Object detection data

------------------------------------------------------------

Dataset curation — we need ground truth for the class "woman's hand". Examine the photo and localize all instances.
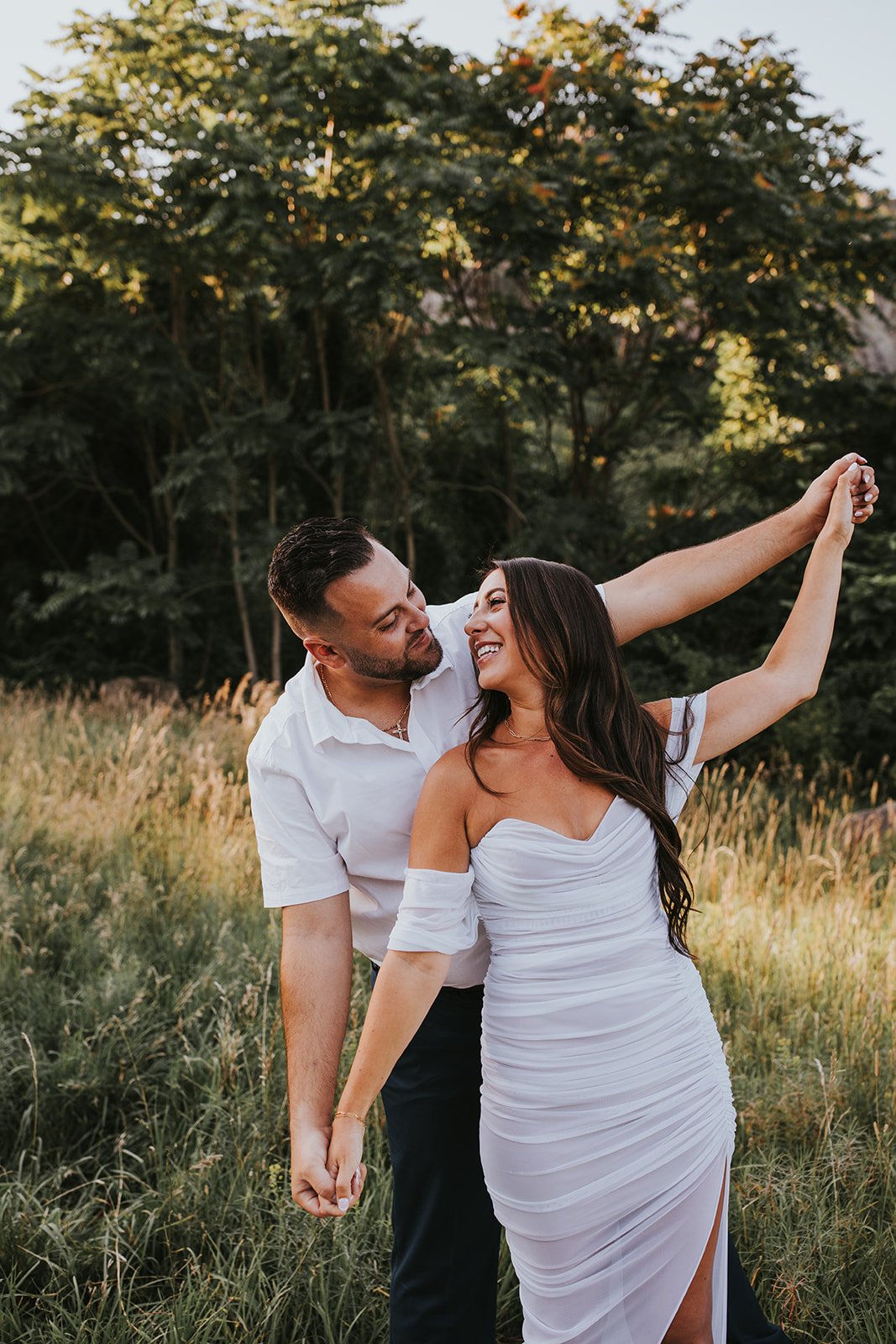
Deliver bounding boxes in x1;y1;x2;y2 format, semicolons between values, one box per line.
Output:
818;462;861;549
327;1116;367;1218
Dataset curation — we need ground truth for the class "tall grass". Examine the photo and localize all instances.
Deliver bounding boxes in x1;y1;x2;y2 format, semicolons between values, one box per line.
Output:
0;692;896;1344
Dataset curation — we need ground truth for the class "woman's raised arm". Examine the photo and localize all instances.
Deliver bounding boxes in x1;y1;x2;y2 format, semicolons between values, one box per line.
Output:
694;466;858;762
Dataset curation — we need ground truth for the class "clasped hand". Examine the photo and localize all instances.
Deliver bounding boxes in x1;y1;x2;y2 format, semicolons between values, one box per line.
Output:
291;1120;367;1218
327;1116;367;1218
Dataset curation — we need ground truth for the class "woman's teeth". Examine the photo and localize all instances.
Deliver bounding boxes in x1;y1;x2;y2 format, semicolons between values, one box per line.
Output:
475;643;501;663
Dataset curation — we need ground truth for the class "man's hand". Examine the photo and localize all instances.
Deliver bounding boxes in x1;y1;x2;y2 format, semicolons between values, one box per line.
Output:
797;453;880;536
327;1114;367;1218
818;462;862;549
291;1129;340;1218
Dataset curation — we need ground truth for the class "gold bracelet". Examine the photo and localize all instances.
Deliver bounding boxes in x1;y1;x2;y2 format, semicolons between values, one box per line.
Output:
333;1110;367;1129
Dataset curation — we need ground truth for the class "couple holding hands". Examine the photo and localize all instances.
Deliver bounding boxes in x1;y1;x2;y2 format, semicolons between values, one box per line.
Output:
249;453;878;1344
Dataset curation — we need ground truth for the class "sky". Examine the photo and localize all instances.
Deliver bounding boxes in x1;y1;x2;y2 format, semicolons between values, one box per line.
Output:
0;0;896;192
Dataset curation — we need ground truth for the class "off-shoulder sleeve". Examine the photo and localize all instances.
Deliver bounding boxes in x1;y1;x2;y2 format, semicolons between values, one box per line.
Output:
388;869;479;956
666;690;706;822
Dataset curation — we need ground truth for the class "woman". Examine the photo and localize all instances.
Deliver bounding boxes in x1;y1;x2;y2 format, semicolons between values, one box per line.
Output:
329;472;853;1344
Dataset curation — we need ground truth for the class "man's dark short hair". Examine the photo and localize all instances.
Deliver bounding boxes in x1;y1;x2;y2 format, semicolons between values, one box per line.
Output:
267;517;374;625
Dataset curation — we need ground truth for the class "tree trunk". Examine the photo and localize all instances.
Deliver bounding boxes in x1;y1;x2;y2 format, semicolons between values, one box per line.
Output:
267;453;284;685
227;486;258;681
498;401;520;540
312;307;345;517
374;361;417;570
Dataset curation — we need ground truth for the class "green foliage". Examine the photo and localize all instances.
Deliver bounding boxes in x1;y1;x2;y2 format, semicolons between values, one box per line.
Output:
0;0;896;757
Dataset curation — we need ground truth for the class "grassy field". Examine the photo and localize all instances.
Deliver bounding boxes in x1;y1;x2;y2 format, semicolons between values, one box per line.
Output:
0;682;896;1344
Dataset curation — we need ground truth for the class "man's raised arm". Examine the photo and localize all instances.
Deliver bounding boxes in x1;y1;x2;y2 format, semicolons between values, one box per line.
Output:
603;453;878;643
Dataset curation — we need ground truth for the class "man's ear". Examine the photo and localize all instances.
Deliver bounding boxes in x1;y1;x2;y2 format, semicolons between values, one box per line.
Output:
302;634;347;672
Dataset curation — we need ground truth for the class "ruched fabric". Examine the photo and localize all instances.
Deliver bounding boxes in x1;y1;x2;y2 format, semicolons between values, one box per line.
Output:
396;696;735;1344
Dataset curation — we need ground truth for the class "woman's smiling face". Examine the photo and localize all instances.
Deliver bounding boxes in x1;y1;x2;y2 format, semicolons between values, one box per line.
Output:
464;570;531;690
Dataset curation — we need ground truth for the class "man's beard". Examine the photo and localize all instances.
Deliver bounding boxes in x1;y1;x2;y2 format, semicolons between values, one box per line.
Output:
343;632;442;681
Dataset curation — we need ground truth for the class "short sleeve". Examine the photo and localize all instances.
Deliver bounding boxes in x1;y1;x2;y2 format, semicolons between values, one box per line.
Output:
666;690;706;822
388;869;479;956
249;751;348;907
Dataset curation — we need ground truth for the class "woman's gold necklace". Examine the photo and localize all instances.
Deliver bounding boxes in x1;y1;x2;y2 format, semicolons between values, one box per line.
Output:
504;714;551;742
317;663;411;742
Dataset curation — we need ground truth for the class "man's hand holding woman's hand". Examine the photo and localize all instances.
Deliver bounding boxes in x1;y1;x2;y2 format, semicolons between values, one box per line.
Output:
327;1114;367;1218
818;462;862;549
291;1126;348;1218
795;453;880;536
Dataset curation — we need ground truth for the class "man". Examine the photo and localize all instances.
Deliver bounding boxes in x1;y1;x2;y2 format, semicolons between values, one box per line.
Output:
249;453;878;1344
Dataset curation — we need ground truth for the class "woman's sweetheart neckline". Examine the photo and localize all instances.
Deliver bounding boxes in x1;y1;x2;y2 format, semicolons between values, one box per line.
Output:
470;793;625;853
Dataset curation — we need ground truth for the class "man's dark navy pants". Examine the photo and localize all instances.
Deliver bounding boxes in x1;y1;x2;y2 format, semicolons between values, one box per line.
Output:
374;970;789;1344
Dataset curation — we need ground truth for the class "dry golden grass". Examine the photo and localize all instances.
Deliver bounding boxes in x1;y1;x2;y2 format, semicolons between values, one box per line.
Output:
0;684;896;1344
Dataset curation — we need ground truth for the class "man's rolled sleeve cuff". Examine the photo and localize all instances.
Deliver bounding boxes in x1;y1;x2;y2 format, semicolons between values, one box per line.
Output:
260;855;348;910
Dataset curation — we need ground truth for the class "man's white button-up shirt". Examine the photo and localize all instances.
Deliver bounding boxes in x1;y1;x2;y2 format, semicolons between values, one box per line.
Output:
249;594;489;988
249;587;603;990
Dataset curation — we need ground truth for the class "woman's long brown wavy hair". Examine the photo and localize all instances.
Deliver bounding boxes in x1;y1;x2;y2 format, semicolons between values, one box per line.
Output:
468;558;693;957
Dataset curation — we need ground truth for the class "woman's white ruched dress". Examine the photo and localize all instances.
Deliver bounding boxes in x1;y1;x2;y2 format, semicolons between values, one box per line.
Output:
390;695;735;1344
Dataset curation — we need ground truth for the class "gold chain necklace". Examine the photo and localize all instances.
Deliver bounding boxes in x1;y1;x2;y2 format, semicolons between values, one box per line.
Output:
317;663;411;742
504;714;551;742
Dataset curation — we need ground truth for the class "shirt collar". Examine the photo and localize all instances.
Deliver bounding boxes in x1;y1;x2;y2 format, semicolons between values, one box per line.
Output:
298;649;440;751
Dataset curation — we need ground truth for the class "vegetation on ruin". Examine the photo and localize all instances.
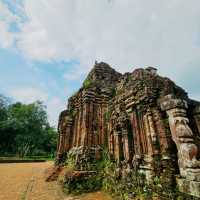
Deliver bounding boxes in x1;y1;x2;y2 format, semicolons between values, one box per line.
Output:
83;78;92;89
0;95;57;159
59;150;196;200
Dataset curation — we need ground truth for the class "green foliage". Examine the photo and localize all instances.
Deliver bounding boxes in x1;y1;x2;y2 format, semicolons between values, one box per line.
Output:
64;174;102;194
0;96;57;157
83;79;92;89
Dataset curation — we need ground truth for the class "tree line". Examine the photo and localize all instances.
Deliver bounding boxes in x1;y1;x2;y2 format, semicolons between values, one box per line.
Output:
0;95;57;157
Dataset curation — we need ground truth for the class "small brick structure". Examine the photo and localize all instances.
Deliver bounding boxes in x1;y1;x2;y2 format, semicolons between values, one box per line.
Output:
57;62;200;197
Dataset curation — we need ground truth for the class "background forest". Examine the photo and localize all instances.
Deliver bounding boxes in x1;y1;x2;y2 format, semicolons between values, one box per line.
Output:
0;95;57;157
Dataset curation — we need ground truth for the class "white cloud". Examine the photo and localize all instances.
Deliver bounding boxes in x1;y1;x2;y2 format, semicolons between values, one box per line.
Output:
1;0;200;76
9;87;48;103
0;0;200;123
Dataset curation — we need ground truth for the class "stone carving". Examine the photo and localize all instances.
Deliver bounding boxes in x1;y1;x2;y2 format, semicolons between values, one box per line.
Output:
57;62;200;197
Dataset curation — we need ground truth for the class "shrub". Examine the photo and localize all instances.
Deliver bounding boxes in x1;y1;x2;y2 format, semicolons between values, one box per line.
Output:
83;79;92;89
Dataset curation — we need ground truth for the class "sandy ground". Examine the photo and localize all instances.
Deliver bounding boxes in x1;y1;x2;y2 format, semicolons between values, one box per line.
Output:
0;162;110;200
0;162;63;200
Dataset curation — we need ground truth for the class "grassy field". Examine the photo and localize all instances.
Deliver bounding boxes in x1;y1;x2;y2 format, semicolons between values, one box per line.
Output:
0;161;111;200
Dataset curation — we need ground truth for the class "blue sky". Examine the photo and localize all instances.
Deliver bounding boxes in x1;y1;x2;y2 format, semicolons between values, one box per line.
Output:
0;0;200;125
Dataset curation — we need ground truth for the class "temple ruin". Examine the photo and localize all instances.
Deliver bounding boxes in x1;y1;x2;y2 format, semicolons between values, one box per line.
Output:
57;62;200;197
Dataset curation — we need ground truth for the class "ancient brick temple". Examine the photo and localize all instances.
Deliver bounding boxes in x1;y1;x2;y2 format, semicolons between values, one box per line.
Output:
57;62;200;197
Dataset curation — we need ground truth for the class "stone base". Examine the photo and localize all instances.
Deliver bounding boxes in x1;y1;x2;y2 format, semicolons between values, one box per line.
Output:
176;178;200;198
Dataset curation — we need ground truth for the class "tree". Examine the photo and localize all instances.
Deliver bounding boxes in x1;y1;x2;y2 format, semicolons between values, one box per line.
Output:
0;95;57;157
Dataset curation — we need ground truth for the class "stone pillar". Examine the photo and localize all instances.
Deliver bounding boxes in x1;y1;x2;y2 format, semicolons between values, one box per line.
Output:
161;95;200;197
193;105;200;135
114;131;122;164
122;129;131;162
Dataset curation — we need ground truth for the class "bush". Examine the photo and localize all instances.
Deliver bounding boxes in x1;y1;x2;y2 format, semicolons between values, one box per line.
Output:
83;79;92;89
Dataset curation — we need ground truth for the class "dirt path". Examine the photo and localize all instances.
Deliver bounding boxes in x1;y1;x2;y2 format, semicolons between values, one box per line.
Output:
0;162;110;200
0;162;63;200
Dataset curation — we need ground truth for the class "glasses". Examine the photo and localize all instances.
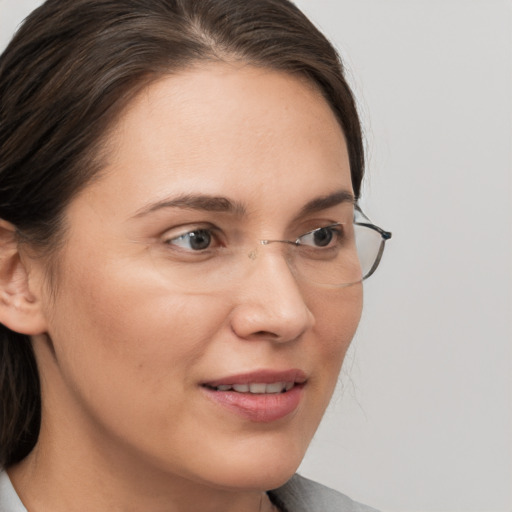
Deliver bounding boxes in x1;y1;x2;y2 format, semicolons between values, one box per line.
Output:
158;205;391;293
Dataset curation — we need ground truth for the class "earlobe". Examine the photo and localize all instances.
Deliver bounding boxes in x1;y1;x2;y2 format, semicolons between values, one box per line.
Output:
0;219;46;335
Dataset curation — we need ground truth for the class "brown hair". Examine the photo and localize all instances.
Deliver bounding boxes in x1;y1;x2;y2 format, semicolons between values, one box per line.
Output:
0;0;364;467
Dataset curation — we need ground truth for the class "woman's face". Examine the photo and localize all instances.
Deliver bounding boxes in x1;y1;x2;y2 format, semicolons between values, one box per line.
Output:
34;64;362;489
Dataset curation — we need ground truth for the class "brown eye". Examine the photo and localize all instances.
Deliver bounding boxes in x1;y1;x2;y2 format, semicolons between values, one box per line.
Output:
297;224;342;248
313;228;333;247
167;229;212;251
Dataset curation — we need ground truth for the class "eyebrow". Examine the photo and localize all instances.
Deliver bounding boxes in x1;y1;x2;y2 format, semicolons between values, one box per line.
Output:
135;194;246;217
134;190;355;217
299;190;356;217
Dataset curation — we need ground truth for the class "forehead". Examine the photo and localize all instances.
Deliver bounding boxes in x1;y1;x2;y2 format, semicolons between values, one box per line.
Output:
86;63;352;218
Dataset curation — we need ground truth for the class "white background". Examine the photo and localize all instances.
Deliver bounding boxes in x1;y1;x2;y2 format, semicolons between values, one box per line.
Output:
0;0;512;512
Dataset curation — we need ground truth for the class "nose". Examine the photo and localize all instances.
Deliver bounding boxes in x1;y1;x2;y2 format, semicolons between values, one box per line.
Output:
231;246;314;342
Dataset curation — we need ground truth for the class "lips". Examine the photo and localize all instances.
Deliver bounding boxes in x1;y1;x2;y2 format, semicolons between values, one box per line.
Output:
201;369;307;423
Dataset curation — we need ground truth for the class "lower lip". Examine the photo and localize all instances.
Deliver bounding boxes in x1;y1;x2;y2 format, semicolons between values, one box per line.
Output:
202;385;303;423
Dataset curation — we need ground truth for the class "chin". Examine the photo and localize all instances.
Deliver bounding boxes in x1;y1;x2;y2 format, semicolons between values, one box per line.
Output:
191;432;309;491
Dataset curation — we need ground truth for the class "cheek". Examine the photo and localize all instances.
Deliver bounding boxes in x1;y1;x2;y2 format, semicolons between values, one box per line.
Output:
42;258;226;408
314;284;363;380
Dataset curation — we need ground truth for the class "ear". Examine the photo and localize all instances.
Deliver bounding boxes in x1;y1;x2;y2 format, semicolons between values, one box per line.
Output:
0;219;47;335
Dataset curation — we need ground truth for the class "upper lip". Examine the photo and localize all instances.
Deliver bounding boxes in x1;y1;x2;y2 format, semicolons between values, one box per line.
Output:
203;368;307;387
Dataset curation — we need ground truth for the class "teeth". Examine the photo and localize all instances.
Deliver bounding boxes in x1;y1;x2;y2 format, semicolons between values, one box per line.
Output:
249;384;267;393
215;382;294;395
265;382;285;393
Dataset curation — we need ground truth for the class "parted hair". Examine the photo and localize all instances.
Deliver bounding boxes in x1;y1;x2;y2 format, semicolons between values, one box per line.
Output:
0;0;364;467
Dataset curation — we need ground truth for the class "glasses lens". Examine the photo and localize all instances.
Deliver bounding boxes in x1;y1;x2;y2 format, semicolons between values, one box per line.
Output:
354;224;384;279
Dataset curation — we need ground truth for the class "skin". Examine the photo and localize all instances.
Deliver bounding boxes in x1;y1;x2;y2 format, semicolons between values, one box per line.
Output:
10;64;362;512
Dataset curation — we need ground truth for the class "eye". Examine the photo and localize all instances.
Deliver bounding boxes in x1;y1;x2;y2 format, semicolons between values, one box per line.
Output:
166;229;214;251
296;224;343;247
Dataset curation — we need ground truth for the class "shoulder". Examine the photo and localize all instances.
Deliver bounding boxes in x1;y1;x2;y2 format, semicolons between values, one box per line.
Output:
269;475;377;512
0;467;27;512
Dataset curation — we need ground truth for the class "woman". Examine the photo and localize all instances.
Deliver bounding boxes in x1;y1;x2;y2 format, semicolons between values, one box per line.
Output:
0;0;390;512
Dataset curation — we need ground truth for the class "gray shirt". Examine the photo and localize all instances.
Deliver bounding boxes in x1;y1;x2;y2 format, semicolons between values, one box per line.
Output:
0;471;377;512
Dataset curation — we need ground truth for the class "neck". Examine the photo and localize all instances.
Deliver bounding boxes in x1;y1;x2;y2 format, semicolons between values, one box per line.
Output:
8;436;276;512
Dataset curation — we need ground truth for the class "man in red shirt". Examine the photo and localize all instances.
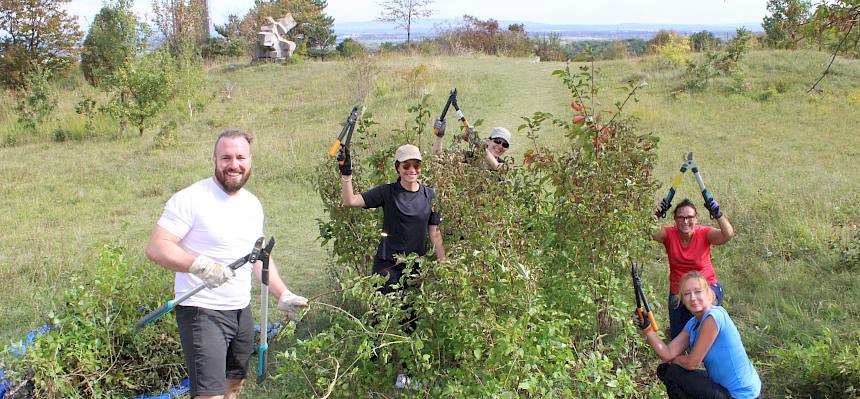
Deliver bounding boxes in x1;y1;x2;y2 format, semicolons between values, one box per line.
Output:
651;198;735;339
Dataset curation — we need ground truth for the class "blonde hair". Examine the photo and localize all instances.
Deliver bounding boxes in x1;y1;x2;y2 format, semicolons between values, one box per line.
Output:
675;272;717;306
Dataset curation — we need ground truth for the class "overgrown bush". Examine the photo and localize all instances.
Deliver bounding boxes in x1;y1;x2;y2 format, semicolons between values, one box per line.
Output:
81;0;147;86
277;63;656;398
684;28;751;91
439;15;534;57
534;33;567;61
0;245;185;399
15;68;57;134
104;50;179;136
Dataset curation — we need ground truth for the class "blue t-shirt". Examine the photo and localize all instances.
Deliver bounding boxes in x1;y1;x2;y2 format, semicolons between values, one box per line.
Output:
684;306;761;399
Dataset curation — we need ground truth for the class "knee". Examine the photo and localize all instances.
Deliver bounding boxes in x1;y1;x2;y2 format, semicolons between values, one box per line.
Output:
657;363;684;384
226;378;245;398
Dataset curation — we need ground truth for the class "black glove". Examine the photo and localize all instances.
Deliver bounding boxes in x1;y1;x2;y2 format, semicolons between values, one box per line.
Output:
705;197;723;219
633;311;651;332
655;198;672;218
433;119;447;137
337;147;352;176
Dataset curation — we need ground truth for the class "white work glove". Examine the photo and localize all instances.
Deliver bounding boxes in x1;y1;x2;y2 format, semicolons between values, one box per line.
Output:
188;255;236;289
278;290;308;321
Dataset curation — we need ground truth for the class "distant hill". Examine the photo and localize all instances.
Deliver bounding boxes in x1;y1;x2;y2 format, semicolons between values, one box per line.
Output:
334;18;762;43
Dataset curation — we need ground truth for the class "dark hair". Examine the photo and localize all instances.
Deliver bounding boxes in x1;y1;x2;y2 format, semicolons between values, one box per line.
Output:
212;129;254;154
672;198;699;217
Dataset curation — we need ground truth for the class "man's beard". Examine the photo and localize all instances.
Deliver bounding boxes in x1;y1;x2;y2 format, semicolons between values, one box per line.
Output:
215;169;251;194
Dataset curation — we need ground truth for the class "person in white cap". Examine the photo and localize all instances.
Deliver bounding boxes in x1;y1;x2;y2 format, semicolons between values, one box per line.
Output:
340;144;446;385
433;119;511;170
340;144;445;293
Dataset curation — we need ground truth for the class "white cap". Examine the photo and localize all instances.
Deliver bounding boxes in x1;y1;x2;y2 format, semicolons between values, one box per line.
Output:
394;144;421;162
490;127;511;144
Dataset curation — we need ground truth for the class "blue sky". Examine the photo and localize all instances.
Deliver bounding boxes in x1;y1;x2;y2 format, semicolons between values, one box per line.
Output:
68;0;767;27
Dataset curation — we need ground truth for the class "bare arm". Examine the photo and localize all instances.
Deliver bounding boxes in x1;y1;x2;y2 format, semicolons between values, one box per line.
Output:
708;214;735;245
146;225;197;273
340;176;364;208
672;317;719;370
433;136;443;155
645;331;690;362
428;224;448;261
484;148;502;170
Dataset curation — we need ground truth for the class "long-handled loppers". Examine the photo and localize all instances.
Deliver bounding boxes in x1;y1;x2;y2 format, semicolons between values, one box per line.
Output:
654;152;693;218
433;87;457;136
134;237;264;331
630;263;657;333
687;152;713;203
448;89;481;146
257;237;275;384
328;105;359;166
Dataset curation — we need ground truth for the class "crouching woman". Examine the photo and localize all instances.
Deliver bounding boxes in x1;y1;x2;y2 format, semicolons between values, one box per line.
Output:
640;272;761;399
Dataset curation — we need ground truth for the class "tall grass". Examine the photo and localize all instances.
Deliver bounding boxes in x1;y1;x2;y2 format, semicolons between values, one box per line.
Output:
0;51;860;396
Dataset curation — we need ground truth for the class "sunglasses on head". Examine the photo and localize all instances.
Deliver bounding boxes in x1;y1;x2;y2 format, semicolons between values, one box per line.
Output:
400;161;421;170
493;137;510;148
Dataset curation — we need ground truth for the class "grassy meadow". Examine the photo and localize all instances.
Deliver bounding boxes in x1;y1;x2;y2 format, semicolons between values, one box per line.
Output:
0;51;860;397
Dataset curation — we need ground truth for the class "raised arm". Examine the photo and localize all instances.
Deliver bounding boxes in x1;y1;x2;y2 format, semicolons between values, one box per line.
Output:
338;148;364;208
484;147;502;170
340;175;364;208
645;330;690;362
708;214;735;245
433;119;445;155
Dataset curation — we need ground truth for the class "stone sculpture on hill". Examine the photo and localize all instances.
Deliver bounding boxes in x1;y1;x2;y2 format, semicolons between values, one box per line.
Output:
254;14;296;61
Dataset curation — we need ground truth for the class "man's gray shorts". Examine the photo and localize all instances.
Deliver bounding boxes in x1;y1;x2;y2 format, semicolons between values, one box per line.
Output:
176;305;254;397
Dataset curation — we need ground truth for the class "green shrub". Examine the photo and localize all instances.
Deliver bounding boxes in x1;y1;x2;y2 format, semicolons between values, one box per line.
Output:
81;1;146;86
105;50;179;136
276;62;656;398
15;68;57;134
0;245;185;398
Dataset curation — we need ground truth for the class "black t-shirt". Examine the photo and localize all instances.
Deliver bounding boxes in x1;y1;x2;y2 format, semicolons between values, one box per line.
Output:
361;182;442;260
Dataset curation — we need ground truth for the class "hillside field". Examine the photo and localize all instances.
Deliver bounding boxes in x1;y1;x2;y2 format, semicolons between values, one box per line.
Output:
0;51;860;397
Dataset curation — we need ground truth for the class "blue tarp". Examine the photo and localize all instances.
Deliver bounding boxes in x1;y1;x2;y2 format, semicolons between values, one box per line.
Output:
0;322;282;399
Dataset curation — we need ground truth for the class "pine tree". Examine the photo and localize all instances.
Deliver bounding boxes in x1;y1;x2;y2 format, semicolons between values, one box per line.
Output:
0;0;83;87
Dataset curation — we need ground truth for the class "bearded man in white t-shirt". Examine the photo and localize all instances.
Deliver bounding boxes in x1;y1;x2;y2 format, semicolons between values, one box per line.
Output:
146;130;308;399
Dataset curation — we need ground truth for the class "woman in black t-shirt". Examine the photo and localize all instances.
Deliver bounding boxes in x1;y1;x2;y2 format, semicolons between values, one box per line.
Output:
340;144;446;294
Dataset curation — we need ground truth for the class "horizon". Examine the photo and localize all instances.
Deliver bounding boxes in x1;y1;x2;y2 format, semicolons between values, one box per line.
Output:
66;0;767;31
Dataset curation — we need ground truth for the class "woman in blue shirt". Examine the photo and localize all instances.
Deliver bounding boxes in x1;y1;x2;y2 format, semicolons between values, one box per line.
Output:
640;272;761;399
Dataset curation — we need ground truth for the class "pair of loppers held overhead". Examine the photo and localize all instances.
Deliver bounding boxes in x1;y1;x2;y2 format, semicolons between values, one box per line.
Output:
630;263;657;333
433;87;481;146
654;152;713;218
328;105;360;166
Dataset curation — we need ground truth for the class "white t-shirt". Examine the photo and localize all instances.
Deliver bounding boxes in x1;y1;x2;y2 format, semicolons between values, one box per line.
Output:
158;177;263;310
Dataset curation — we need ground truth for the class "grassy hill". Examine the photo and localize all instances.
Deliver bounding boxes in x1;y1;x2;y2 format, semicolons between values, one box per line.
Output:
0;51;860;397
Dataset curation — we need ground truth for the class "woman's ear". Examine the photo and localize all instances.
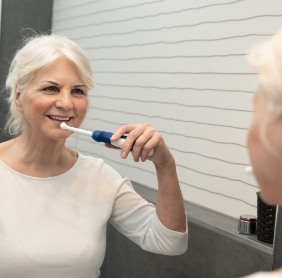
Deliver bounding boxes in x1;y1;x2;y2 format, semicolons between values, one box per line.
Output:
15;89;23;112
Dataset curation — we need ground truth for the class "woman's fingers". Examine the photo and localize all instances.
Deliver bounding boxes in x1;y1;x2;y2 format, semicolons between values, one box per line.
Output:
111;124;161;162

------------------------------------------------------------

Copy every row that contains the word "raised".

● **WORKED SOLUTION**
Dataset curation — we need ground truth for the class "woman's raised arm". Examine the photo and localize all instances.
Dataset curation — we need ground truth for the class "man's raised arm". Examine the photo and localize all instances.
Dataset curation — we need ground truth for the class "raised arm". Examine the photo and localize all instances.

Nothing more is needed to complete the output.